Bitte schreiben Sie aus dem Text über die V2-Rakete den Abschnitt wörtlich ab, beginnend bei „Der Historiker Dr.“ und endend bei „und ihre Nachkriegszeit.“.

Seitentext:
══════

Die Bedeutung der V2-Rakete lässt sich kaum hoch genug einschätzen. Die vom deutschen Heereswaffenamt A-4 (Aggregat 4) benannte Rakete erhielt 1944 vom NS-Propagandaministerium den Namen „Vergeltungswaffe Zwei“. Als weltweit erstes in großen Stückzahlen gebautes Flüssigkeitsraketenfahrzeug und erste ballistische Rakete wirkte die V2 bis weit ins 20. Jahrhundert hinein – ihr Design diente als Inspiration für viele moderne Raketen und Trägerraketen. Selbst Russlands Invasion in der Ukraine und der frühe Einsatz ballistischer Kurzstreckenraketen sowie anderer Distanzwaffen – von umgerüsteten Boden-Luft-Raketen bis hin zu iranischen Drohnen – lassen eine Verbindung zum Einsatz deutscher „Vergeltungswaffen“ erkennen.
Der Historiker Dr. Charlie Hall zeichnet die Geschichte der V-2 von ihren Anfängen im Nationalsozialismus bis zu ihrem Einfluss auf die Entwicklung interkontinentaler Raketen im späten 20. Jahrhundert nach. Im ersten von drei Sonderartikeln untersucht er die Entwicklung der V-2 im Zweiten Weltkrieg und ihre Nachkriegszeit.

══════

Bereitgestellte Angaben:
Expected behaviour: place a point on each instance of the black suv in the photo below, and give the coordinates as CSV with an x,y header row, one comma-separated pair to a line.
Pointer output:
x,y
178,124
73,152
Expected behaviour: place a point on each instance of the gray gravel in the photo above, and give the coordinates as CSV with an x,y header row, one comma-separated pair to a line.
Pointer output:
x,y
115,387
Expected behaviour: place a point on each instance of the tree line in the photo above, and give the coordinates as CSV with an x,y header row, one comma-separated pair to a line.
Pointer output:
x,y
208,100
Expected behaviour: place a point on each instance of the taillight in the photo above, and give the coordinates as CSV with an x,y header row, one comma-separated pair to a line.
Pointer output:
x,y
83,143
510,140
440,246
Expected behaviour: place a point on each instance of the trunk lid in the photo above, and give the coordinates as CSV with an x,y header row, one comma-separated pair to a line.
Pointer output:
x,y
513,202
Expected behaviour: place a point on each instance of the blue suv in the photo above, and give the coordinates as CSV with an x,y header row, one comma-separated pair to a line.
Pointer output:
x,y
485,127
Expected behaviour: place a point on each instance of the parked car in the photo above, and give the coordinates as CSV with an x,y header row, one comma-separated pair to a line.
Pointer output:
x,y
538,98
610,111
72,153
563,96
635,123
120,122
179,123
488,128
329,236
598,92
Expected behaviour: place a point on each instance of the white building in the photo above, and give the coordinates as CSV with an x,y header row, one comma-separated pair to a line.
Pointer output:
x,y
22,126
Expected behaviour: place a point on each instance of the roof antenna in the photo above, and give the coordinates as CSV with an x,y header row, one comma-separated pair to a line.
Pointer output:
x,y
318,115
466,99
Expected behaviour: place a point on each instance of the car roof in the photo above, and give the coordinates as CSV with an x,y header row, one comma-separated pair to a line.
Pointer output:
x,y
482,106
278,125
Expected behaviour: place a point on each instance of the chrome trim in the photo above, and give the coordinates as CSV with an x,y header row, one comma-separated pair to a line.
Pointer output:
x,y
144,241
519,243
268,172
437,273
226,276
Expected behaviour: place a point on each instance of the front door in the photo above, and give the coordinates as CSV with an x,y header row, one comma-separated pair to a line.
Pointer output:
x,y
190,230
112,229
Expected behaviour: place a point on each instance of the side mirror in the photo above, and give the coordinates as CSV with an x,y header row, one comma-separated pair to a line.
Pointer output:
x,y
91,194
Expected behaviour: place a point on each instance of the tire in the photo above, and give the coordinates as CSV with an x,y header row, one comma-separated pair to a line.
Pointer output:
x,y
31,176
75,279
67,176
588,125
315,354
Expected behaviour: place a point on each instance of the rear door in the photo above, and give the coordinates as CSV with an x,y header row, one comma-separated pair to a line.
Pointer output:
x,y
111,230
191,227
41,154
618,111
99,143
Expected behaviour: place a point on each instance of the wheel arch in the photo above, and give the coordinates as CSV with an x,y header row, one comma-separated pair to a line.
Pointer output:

══════

Erledigte Aufgabe:
Der Historiker Dr. Charlie Hall zeichnet die Geschichte der V-2 von ihren Anfängen im Nationalsozialismus bis zu ihrem Einfluss auf die Entwicklung interkontinentaler Raketen im späten 20. Jahrhundert nach. Im ersten von drei Sonderartikeln untersucht er die Entwicklung der V-2 im Zweiten Weltkrieg und ihre Nachkriegszeit.